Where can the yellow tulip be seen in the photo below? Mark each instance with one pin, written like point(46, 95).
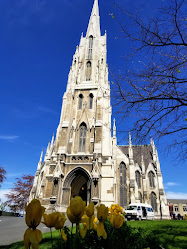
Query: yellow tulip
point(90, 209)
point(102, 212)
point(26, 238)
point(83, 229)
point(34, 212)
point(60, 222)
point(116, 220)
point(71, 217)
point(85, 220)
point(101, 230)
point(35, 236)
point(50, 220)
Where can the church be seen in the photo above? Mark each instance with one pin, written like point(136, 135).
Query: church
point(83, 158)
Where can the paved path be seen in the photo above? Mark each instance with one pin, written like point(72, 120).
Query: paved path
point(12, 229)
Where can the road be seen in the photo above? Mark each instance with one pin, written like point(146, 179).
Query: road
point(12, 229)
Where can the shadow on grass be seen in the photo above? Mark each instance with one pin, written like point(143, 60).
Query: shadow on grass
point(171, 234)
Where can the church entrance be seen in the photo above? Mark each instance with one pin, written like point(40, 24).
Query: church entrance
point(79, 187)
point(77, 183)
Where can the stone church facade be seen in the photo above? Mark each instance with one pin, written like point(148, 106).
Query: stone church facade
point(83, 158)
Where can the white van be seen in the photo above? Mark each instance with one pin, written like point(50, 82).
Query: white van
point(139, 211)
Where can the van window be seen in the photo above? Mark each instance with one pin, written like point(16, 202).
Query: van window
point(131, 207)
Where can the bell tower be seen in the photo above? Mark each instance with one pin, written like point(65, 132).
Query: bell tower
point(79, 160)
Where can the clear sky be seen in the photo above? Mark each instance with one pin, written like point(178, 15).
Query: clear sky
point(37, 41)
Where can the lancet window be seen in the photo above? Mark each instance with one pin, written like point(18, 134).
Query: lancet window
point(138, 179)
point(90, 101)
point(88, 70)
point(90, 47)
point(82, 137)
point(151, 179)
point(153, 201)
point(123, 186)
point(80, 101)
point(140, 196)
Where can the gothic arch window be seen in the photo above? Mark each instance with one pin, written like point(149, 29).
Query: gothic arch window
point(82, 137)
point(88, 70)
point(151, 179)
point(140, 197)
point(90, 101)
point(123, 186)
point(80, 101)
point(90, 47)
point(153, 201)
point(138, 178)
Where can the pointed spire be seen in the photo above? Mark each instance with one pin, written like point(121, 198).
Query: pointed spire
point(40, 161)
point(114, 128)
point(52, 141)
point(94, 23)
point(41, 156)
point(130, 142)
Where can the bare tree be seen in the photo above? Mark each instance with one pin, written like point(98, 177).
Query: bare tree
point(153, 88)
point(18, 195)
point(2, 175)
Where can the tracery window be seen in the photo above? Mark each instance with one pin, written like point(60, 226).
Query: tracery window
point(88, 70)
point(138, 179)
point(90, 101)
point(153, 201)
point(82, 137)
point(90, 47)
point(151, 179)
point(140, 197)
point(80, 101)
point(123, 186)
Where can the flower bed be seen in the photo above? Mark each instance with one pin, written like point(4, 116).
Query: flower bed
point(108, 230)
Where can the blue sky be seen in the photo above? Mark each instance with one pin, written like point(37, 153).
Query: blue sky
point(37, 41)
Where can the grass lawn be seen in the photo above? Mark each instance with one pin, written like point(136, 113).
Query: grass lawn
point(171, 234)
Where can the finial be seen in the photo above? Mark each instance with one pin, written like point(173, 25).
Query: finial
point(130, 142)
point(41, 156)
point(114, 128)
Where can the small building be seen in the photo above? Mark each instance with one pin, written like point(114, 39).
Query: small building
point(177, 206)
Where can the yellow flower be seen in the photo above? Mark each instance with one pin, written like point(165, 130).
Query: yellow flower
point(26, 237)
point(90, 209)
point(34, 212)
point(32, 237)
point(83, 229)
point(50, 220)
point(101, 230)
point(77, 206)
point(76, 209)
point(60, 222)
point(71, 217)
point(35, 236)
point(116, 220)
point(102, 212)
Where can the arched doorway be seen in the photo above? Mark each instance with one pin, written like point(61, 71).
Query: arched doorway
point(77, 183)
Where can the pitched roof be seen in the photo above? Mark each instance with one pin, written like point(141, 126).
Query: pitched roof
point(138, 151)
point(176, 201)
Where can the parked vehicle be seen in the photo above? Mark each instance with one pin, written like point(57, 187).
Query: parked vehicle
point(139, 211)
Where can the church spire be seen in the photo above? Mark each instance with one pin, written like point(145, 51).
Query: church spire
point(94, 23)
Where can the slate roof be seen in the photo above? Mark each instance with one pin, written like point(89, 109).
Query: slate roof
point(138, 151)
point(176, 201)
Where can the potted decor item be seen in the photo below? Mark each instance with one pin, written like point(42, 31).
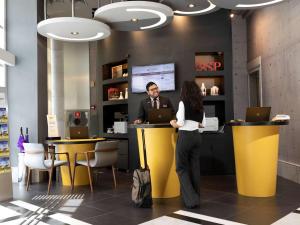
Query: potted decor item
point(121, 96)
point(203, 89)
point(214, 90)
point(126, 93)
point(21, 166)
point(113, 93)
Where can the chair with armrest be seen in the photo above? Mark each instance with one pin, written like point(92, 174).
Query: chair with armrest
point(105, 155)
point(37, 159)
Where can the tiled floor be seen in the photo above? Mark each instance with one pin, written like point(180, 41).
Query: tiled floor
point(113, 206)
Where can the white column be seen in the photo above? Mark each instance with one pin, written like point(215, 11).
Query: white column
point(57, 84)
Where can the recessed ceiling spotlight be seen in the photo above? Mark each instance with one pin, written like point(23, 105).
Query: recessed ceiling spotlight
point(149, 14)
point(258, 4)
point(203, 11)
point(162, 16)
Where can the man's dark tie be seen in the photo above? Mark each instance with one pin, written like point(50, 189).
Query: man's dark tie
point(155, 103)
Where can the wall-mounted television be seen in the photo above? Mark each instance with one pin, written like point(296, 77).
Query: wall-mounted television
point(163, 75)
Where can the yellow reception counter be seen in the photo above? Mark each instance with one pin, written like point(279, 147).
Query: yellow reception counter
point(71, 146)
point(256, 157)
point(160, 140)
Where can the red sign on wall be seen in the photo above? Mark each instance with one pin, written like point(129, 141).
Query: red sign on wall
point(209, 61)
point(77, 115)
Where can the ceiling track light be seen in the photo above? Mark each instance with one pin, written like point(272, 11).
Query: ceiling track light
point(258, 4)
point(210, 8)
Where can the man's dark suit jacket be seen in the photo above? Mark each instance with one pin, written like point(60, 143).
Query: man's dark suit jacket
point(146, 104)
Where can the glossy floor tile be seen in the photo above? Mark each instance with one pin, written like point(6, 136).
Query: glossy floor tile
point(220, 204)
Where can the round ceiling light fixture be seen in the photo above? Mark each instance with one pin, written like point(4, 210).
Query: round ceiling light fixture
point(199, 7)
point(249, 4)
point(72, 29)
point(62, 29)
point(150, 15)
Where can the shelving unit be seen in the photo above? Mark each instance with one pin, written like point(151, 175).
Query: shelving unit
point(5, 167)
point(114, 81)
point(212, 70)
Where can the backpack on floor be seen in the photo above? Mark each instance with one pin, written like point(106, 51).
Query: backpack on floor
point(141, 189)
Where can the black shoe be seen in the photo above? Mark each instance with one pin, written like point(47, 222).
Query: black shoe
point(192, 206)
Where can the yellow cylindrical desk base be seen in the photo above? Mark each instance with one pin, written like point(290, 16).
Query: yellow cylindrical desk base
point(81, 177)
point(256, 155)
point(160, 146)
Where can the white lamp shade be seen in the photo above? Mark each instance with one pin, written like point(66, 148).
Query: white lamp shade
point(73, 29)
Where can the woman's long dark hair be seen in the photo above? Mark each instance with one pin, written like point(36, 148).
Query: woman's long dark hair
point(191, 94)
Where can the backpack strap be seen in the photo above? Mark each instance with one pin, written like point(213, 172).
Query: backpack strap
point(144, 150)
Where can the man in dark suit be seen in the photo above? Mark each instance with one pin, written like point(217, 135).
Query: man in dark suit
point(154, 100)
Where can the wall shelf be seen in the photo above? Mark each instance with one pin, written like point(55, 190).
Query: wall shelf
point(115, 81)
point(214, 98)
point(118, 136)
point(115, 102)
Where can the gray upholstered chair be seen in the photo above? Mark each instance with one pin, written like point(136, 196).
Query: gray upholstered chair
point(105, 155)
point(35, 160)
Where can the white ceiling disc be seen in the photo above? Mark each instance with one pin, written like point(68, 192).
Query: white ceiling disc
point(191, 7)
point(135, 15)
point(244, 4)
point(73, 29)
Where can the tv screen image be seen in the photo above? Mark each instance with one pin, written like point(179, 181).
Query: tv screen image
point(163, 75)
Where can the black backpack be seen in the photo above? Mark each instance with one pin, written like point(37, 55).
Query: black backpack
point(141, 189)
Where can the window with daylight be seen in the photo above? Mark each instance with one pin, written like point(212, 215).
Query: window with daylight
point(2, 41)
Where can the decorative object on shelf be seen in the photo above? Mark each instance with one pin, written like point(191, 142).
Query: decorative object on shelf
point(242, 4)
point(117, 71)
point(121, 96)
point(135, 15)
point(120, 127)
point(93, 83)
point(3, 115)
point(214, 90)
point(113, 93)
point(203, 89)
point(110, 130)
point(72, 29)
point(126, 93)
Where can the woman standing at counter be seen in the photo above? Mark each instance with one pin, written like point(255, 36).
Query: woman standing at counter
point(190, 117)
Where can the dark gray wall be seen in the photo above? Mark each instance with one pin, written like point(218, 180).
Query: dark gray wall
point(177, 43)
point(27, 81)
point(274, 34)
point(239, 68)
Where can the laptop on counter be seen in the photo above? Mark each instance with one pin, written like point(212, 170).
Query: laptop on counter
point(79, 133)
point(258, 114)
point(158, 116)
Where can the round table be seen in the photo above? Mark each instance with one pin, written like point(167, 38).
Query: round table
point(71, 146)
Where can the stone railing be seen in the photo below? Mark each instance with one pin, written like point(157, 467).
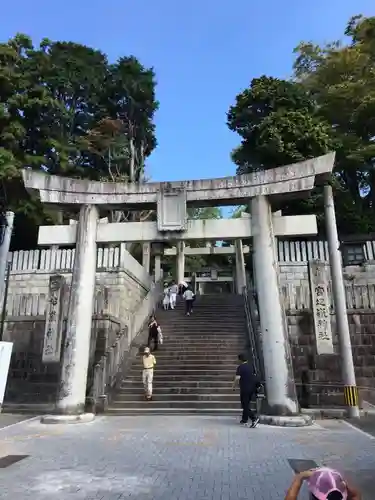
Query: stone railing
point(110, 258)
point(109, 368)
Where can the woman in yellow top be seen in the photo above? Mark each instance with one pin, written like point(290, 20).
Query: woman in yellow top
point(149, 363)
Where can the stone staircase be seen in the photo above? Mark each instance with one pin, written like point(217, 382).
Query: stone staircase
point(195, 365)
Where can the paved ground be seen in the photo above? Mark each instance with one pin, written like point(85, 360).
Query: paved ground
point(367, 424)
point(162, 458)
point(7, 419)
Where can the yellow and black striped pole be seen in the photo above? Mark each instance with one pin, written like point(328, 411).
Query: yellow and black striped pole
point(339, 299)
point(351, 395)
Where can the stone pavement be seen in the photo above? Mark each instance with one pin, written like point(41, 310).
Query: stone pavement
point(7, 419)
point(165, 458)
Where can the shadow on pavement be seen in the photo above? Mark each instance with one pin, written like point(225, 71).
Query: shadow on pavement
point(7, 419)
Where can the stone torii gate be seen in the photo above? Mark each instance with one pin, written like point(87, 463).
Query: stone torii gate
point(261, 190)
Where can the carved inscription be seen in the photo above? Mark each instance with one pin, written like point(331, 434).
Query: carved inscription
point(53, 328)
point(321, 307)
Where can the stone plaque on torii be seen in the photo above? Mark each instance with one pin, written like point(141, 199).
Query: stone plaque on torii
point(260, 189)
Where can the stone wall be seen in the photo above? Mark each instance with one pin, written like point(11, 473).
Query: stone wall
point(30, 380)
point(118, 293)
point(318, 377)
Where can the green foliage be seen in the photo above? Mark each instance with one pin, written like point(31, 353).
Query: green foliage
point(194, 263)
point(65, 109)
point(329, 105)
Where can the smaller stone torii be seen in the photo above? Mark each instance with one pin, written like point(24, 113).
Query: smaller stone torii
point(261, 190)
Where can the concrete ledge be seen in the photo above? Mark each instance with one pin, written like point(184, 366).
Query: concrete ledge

=====

* **Task to complete**:
Every line above carrying the word "below" needs to be shown.

* **Exercise output**:
Where can the yellow tulip be seen in the photo below? Mark each instance with one pin, written like point(46, 95).
Where can the potted decor item be seen in the photo below? Mark each instance with one pin, written like point(42, 31).
Where can the stone railing be seen in the photo below? Mark each instance with one pin, written like point(157, 467).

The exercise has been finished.